Collection entries:

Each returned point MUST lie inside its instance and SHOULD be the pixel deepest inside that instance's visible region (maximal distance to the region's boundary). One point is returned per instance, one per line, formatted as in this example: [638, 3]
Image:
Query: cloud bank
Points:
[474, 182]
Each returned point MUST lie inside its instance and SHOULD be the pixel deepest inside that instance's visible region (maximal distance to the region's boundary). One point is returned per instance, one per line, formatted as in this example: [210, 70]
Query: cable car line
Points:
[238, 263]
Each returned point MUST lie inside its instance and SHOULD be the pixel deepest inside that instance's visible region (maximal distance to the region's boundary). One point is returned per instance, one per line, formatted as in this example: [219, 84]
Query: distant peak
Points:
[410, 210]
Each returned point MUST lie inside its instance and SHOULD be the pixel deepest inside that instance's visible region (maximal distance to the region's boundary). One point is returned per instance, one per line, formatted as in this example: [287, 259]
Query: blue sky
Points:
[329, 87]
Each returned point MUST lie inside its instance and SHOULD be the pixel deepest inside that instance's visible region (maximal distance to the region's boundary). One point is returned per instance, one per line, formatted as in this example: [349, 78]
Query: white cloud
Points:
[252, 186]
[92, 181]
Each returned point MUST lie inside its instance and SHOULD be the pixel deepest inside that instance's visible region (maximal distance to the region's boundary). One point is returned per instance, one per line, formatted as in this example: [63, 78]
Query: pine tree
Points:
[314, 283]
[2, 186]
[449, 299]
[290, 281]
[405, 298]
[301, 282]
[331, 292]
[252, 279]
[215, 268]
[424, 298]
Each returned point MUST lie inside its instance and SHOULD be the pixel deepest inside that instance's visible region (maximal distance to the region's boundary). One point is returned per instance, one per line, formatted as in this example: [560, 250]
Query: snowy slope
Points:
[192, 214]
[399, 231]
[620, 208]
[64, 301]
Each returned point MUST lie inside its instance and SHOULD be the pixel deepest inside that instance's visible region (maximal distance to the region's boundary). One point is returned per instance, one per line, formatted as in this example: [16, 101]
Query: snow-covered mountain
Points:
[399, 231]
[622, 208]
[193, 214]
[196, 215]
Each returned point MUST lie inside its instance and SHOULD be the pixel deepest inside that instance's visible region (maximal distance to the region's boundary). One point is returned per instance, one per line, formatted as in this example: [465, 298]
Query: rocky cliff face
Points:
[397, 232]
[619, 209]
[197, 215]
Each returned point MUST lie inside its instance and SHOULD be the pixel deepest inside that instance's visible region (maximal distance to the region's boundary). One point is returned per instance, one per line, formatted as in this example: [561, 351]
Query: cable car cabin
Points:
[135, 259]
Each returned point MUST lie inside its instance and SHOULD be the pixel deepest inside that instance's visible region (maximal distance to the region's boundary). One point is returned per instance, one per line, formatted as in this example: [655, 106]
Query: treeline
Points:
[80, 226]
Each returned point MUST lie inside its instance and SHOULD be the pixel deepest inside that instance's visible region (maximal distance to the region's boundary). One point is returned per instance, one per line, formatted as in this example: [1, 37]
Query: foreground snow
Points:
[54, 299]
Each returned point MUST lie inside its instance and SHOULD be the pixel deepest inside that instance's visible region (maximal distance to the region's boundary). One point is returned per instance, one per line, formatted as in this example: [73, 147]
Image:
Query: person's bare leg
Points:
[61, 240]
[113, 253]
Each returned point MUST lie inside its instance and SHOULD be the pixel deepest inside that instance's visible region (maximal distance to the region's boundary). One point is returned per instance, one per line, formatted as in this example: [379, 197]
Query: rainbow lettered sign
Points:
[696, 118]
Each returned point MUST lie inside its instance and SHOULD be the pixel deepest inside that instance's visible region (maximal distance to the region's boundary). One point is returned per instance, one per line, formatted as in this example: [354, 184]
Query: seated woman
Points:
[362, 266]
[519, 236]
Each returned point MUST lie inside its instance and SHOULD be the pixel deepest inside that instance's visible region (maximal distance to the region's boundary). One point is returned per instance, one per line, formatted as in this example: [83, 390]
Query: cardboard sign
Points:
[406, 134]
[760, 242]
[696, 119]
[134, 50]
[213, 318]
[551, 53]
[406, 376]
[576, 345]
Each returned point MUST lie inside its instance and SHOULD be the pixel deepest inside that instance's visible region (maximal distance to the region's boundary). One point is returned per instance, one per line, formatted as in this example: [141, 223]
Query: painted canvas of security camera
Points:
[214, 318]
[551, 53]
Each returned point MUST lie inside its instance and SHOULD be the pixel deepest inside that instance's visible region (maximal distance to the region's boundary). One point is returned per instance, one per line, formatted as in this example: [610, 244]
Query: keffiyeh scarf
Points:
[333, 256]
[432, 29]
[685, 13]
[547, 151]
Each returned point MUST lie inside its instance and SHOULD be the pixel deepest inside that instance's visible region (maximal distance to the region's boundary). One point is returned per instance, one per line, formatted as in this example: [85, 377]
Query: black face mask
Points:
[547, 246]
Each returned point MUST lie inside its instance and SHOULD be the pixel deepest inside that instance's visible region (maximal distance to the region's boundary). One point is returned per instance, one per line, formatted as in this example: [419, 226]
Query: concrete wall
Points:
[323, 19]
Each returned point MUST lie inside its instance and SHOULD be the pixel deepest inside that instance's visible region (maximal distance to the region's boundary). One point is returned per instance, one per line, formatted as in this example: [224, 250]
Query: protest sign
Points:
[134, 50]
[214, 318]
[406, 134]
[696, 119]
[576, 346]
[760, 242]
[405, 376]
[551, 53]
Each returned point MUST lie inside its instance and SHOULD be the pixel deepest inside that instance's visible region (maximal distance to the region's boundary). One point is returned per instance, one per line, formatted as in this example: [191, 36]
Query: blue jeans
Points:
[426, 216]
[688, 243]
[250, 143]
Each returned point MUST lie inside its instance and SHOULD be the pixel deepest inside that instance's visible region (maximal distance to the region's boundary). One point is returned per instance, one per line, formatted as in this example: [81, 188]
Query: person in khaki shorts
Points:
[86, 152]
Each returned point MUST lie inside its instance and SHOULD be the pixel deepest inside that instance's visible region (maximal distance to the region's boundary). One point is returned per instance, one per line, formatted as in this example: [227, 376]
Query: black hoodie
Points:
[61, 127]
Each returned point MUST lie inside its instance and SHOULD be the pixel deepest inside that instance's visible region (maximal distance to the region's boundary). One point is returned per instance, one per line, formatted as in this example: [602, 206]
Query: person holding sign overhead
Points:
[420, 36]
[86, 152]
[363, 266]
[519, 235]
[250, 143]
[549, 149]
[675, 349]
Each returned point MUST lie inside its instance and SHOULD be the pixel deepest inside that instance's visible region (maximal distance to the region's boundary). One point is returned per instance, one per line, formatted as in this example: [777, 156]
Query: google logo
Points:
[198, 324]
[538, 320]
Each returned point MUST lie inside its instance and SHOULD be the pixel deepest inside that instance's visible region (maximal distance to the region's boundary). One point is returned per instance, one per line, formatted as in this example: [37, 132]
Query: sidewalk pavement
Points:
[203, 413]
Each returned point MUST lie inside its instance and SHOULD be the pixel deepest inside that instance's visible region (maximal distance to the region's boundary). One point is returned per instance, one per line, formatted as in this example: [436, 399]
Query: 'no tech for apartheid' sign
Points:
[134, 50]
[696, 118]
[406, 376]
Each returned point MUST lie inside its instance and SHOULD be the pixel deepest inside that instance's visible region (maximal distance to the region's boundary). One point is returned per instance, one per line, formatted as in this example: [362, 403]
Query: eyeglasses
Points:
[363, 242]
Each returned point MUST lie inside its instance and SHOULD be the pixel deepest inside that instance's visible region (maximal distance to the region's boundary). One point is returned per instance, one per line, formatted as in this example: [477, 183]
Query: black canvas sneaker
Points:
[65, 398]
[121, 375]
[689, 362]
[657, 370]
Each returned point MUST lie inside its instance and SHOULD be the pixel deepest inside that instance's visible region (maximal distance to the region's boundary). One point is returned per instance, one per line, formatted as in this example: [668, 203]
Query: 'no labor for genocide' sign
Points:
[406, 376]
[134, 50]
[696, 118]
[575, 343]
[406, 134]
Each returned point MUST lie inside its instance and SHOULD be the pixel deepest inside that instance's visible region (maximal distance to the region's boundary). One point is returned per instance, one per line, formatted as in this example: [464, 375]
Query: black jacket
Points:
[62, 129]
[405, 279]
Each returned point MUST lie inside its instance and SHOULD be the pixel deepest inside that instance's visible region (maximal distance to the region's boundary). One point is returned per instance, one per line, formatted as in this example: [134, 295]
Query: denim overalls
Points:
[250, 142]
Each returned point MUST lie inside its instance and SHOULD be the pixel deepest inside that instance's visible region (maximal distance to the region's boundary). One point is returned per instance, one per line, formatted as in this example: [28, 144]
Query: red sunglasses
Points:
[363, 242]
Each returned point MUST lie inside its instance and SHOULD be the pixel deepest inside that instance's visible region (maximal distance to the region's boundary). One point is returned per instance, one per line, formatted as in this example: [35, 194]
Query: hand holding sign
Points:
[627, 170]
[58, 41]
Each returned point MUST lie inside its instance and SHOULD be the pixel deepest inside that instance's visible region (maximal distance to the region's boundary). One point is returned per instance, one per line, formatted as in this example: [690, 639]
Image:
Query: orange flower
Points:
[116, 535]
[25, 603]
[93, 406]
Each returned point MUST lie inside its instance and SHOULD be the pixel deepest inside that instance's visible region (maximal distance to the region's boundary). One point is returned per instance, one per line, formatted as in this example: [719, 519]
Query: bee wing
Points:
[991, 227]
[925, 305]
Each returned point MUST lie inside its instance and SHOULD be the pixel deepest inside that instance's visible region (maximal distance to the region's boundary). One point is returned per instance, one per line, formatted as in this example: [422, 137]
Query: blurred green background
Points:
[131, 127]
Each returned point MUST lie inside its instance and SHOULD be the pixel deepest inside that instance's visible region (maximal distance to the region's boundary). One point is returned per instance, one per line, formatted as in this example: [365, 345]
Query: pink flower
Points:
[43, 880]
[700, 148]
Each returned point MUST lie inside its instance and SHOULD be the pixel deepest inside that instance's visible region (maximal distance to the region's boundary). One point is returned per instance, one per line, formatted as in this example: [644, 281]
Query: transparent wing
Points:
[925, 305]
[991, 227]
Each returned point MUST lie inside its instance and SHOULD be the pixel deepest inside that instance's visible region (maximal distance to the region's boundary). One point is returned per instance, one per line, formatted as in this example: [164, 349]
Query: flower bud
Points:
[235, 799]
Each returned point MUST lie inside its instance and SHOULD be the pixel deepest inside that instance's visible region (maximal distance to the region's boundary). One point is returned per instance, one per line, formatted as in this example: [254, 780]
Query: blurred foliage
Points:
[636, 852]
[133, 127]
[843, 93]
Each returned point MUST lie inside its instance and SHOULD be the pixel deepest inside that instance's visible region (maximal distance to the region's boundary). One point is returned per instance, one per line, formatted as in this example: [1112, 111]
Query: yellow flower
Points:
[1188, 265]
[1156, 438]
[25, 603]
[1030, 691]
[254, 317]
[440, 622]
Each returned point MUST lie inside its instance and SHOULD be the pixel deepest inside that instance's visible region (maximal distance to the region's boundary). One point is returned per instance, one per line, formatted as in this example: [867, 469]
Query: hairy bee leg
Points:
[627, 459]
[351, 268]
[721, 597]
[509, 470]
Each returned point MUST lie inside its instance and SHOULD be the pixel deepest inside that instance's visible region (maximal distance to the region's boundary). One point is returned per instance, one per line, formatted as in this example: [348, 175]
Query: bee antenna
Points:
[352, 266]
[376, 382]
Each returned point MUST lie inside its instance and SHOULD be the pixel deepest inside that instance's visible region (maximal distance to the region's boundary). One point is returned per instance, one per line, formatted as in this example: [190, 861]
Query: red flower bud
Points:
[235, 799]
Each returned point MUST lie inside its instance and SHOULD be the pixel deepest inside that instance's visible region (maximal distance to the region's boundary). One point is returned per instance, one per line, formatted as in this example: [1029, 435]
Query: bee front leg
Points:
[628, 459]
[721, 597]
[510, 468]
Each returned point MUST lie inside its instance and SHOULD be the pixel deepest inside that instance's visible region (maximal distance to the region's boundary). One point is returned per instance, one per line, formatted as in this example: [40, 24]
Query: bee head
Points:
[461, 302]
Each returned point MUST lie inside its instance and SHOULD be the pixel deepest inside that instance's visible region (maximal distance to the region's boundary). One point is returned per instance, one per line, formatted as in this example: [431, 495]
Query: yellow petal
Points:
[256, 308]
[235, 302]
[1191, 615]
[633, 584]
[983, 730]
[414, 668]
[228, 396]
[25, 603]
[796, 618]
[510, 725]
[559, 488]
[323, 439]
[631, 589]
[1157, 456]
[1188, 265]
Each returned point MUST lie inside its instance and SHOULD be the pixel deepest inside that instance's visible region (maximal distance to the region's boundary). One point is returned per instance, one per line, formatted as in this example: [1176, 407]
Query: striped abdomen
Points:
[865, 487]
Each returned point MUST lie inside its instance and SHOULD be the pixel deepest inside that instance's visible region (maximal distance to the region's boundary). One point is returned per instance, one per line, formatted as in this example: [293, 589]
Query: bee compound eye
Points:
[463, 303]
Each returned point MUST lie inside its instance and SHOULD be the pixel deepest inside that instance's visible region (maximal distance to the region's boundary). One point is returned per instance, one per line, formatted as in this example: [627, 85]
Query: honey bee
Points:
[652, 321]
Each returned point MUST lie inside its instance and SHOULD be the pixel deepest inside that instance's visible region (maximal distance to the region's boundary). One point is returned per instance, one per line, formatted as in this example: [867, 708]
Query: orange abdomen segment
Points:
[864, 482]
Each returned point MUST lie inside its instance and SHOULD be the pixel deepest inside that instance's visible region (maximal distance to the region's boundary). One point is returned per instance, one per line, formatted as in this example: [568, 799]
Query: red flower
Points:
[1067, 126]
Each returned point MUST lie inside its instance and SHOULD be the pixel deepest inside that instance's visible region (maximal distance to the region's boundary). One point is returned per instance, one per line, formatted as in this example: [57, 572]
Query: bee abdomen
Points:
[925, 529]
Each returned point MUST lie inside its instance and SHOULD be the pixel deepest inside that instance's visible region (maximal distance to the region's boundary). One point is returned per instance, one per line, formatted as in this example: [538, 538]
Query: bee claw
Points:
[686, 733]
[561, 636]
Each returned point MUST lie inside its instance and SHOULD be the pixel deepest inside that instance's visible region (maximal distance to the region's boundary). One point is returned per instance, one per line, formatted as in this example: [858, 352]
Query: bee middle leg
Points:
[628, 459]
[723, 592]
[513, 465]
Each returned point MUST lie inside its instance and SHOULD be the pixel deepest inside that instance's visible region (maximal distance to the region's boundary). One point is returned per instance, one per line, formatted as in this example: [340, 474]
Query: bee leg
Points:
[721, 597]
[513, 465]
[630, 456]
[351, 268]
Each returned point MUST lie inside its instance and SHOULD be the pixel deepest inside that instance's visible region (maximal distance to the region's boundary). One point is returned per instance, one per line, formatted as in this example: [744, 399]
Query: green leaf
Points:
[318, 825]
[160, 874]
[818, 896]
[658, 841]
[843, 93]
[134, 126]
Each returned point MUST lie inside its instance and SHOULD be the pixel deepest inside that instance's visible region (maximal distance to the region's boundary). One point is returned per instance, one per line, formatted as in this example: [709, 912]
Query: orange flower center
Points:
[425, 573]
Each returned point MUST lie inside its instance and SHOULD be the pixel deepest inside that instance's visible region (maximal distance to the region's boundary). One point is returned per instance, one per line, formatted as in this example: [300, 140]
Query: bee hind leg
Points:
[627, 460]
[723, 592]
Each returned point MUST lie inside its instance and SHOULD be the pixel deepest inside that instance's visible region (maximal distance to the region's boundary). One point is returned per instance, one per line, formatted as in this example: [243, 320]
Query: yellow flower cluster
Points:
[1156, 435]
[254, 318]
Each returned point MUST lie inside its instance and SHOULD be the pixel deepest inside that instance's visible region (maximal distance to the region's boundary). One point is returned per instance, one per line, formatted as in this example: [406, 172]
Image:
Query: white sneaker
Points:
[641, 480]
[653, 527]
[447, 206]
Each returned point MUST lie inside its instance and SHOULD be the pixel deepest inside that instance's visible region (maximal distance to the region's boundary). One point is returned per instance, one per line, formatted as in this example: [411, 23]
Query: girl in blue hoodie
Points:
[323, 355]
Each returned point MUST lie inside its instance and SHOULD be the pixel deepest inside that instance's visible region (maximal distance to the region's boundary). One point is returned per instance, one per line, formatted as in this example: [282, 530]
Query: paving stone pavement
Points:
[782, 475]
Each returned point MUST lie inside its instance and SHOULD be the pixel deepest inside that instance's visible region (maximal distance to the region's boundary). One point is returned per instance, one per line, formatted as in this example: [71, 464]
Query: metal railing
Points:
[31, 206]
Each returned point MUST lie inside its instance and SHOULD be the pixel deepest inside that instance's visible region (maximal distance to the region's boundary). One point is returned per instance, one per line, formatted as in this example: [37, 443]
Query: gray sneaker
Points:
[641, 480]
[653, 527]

EXERCISE:
How many of the lines above include the word "sneaker"? Only the number should be given.

RESULT OF THIS TASK:
3